(The data)

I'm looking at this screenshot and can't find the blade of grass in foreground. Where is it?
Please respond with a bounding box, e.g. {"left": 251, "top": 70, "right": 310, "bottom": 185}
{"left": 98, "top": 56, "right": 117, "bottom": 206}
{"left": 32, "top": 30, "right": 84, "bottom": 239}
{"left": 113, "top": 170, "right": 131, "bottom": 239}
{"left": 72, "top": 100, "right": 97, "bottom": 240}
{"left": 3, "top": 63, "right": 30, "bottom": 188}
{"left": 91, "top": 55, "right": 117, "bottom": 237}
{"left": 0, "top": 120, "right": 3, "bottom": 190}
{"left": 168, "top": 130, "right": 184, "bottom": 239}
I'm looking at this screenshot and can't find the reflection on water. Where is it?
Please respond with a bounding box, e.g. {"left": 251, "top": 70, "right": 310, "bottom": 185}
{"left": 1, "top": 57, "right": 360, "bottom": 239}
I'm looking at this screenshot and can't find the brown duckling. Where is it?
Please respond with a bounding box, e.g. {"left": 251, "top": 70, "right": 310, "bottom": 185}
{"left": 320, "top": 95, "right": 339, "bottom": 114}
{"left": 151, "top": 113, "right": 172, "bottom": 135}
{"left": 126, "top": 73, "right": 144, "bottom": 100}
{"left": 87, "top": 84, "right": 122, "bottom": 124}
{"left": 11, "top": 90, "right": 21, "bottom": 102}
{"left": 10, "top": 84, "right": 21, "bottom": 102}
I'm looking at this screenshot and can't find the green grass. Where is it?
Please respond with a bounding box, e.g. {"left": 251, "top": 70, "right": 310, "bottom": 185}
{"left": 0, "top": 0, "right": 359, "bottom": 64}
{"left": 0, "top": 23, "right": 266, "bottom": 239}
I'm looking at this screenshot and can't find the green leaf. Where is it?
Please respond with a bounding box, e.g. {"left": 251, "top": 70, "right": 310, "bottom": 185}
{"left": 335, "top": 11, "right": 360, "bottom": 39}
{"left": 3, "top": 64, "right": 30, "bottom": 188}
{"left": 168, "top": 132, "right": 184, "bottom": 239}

(End The data)

> [Exercise brief] The required output is the whole listing, printed again exactly.

> [Answer area]
I'm looking at this screenshot and can't find the blade of grass in foreground. Where is it?
Please respond with a bounding box, e.g. {"left": 251, "top": 70, "right": 310, "bottom": 185}
{"left": 98, "top": 56, "right": 117, "bottom": 206}
{"left": 32, "top": 30, "right": 84, "bottom": 239}
{"left": 113, "top": 170, "right": 131, "bottom": 239}
{"left": 72, "top": 100, "right": 97, "bottom": 240}
{"left": 3, "top": 63, "right": 30, "bottom": 188}
{"left": 91, "top": 55, "right": 117, "bottom": 237}
{"left": 0, "top": 120, "right": 3, "bottom": 190}
{"left": 168, "top": 130, "right": 184, "bottom": 239}
I'm looking at this screenshot and can't find the reflection on water. Where is it?
Please respond with a bounding box, e.g. {"left": 251, "top": 70, "right": 310, "bottom": 185}
{"left": 1, "top": 57, "right": 360, "bottom": 239}
I'm looking at this screenshot and can't find the brown duckling. Where is it?
Please respond with a bounding box, e.g. {"left": 251, "top": 70, "right": 310, "bottom": 185}
{"left": 320, "top": 95, "right": 339, "bottom": 114}
{"left": 151, "top": 113, "right": 172, "bottom": 135}
{"left": 126, "top": 73, "right": 144, "bottom": 100}
{"left": 87, "top": 84, "right": 122, "bottom": 124}
{"left": 11, "top": 90, "right": 21, "bottom": 102}
{"left": 10, "top": 84, "right": 21, "bottom": 102}
I'm looking at this screenshot and can't find the green grass. Where is it?
Please respond with a bounding box, e.g. {"left": 251, "top": 70, "right": 310, "bottom": 185}
{"left": 0, "top": 0, "right": 359, "bottom": 64}
{"left": 0, "top": 23, "right": 266, "bottom": 239}
I'm looking at this screenshot and can't find the green leaf. Where is it?
Please respond with a bounding box, e.g. {"left": 251, "top": 70, "right": 310, "bottom": 185}
{"left": 335, "top": 11, "right": 360, "bottom": 39}
{"left": 3, "top": 64, "right": 30, "bottom": 188}
{"left": 168, "top": 132, "right": 184, "bottom": 239}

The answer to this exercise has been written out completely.